--- start Material for this task ---

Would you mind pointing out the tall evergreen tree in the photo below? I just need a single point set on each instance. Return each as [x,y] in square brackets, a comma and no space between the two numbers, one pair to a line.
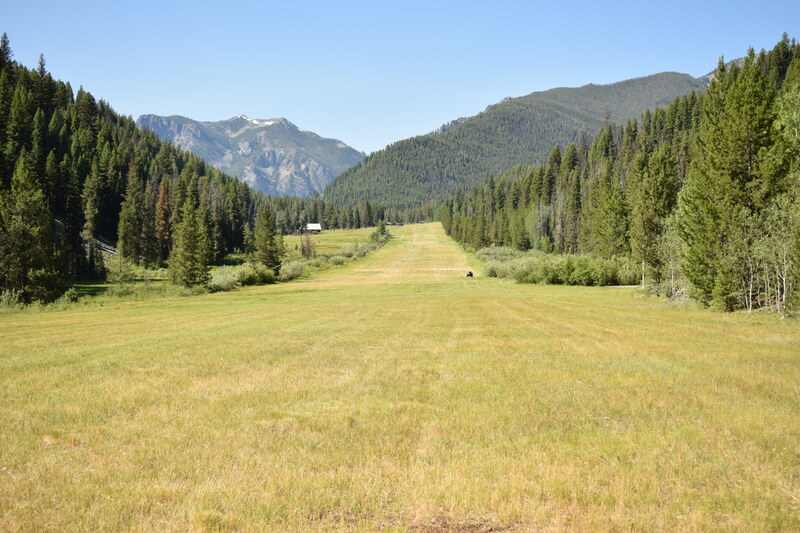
[267,242]
[29,266]
[188,261]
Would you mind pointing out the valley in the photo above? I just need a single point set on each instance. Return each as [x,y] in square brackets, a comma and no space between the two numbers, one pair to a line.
[395,394]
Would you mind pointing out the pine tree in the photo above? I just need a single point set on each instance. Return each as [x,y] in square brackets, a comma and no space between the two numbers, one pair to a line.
[653,198]
[728,181]
[29,266]
[267,242]
[188,261]
[129,233]
[162,224]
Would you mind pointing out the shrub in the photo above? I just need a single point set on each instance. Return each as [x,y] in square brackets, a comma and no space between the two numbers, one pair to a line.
[348,250]
[255,274]
[498,253]
[291,270]
[223,279]
[317,261]
[11,300]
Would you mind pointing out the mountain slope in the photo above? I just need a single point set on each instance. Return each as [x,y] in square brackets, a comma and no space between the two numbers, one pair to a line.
[273,156]
[515,131]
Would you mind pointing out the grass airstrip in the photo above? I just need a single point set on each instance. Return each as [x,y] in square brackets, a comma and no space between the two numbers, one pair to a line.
[395,394]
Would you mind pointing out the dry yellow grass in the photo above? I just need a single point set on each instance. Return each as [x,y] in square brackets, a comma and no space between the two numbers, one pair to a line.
[395,394]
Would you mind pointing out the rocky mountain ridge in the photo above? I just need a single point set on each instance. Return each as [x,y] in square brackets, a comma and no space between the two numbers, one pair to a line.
[271,155]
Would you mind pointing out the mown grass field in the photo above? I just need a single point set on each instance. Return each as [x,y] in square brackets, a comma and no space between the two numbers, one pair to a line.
[396,394]
[329,241]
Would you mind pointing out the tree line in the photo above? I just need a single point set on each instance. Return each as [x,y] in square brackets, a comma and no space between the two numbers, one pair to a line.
[76,179]
[705,191]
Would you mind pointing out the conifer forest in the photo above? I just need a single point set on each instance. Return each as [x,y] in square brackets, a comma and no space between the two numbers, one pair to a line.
[702,197]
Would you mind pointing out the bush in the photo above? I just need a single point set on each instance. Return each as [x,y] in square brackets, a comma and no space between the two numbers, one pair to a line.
[348,250]
[120,290]
[11,300]
[291,270]
[317,261]
[227,278]
[223,279]
[256,274]
[498,253]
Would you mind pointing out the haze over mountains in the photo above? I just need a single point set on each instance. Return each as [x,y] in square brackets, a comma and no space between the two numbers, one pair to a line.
[273,156]
[514,131]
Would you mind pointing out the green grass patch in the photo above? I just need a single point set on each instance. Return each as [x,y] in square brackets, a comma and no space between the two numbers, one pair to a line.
[393,393]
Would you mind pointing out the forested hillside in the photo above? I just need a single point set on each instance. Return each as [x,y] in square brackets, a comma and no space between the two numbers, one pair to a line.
[701,195]
[77,178]
[515,131]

--- end Material for this task ---

Make an exact copy of every record, pictures excluded.

- Task answer
Would you mind pointing out the tall evergreen tree in the photo below? I just need a single point set on each instance. Return each as [x,y] in square brackets, a comma and no space between the two numbers, one pair to a line.
[267,242]
[29,266]
[188,261]
Would you mind pointing out the valley in the photo above? I just need a single point set on each instance. Return each as [x,y] in square brackets, a comma and no space between the two numbers, one pair to a line.
[395,394]
Would you mind pointing out the pine tree in the photo above? I just need a single point set on each instance. Return each as [x,y] in square brackets, a comma and no space between the two numbers, one pair to a line.
[653,198]
[728,181]
[29,266]
[267,242]
[188,261]
[129,233]
[162,224]
Would you mind pointing out the shrub in the photo above? I just need a single point set on each instance. Return each as [x,y] in square brackets, a comma and no space between the two numbers, one pair to a line.
[348,250]
[255,274]
[498,253]
[291,270]
[223,279]
[317,261]
[11,300]
Would you mind pointing out the mountain slope in the photo above? I just need a single point set on each instance. Return each as [x,y] in square brackets, a comma and no space between the two numbers, one pair to a line.
[273,156]
[515,131]
Would you mind pointing out the grass airstrip in the photo above? I just need a single point set on each instance. Return each as [x,y] in square brackets, a comma and no space between the two numbers, one pair to a line.
[395,394]
Would you mind pointing out the dry yellow grass in the photo above? I just need a single point set on each instance. Return each as [x,y] in square brackets, a comma and no space between the two numbers, one pair to a line.
[395,394]
Would you mind pointing out the rocky mountain ridge in the photo above? I just need a single point set on each instance. Return each as [x,y] in square brackets, a comma and no space between the two numbers, one pair to a line.
[271,155]
Would you mind pointing out the mown grass field in the photo above? I just need a single point set on each instance. Return each as [x,y] in square brackets, a comma and no space between the two numbers, one pair to a line.
[396,394]
[329,241]
Would you mind pointing out the tree line in the photo above? I just need a single point set on each instance. Return each as [x,y] in square brackets, a comma and no space between the two numbers, one pair to a line.
[76,179]
[705,191]
Would you mind pointing out the conifer forest in the photo above? I just need a single point set on each instance. Return each as [x,y] in square brackets, a comma and no space between the two numbers, one pair to a line.
[702,197]
Would you mind pointing out the bush in the photo above? I just need a single point set on each instance. Return each as [x,y] in square brackets, a comma and no space between the two numbers, one pair to a line.
[348,250]
[120,290]
[11,300]
[291,270]
[317,261]
[227,278]
[223,279]
[256,274]
[498,253]
Would you mind pointing out the haze over mountains in the photo above? I just need a single point set on each instance. Return each as [x,y] in square brackets, a comma and no space between the two numbers, one pair to a line.
[273,156]
[514,131]
Would you mind pointing out the green grass patch in the photo above? I just need a single point set on each instance. Return each as [x,y] in square brackets, a comma and no space between the two numbers, one pair to a line.
[393,393]
Would you mind pointing out the forested hillside in the photo above? I just need a single point set on each instance. Return each as [x,y] in square brackets, a comma and no space between the two numbers, one pair to a line.
[701,195]
[77,178]
[515,131]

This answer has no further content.